### PROBLEM TO SOLVE
From the line with "193L132 177L129 175L113" through the final line, transcribe the material below character for character; include no other lines.

------------

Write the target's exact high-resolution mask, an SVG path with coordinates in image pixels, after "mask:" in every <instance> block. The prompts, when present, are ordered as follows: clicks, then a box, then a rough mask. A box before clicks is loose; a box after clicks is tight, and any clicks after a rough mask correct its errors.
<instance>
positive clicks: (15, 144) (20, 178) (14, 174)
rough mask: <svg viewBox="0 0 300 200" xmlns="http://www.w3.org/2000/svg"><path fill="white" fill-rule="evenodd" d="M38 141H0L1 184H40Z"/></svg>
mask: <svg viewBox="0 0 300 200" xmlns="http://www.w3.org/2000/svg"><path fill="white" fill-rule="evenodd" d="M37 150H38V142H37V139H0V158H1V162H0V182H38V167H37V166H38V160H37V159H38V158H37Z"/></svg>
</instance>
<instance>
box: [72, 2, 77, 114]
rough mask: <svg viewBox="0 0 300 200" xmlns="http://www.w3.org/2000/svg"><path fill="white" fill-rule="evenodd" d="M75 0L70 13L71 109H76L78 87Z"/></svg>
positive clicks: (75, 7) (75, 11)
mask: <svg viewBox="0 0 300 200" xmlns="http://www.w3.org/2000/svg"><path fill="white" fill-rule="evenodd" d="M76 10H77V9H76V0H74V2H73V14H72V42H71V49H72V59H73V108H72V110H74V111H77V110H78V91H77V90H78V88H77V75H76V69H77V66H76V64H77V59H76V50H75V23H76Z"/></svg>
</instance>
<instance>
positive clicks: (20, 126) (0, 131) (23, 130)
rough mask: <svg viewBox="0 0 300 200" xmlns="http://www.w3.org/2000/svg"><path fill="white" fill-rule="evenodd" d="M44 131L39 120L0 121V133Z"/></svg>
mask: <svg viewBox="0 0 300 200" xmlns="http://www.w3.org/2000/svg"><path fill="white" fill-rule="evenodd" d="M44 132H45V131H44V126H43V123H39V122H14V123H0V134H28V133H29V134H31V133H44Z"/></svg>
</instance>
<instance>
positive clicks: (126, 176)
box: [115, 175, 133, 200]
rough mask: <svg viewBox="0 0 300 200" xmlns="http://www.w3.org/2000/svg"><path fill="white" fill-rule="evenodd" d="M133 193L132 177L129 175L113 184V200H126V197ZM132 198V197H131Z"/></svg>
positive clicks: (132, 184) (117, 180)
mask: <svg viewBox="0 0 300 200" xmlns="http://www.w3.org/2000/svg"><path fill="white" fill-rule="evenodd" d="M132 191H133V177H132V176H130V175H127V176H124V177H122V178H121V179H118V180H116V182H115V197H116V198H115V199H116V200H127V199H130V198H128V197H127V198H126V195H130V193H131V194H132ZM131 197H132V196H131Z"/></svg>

------------

### PROBLEM SOLUTION
rough mask: <svg viewBox="0 0 300 200" xmlns="http://www.w3.org/2000/svg"><path fill="white" fill-rule="evenodd" d="M133 193L132 177L129 175L113 184V200H126V197ZM132 198V197H131Z"/></svg>
positive clicks: (132, 184) (117, 180)
mask: <svg viewBox="0 0 300 200" xmlns="http://www.w3.org/2000/svg"><path fill="white" fill-rule="evenodd" d="M132 191H133V177H132V176H130V175H127V176H124V177H122V178H121V179H118V180H116V182H115V197H116V198H115V199H116V200H127V199H130V198H128V197H127V198H126V195H130V193H131V194H132ZM131 197H132V196H131Z"/></svg>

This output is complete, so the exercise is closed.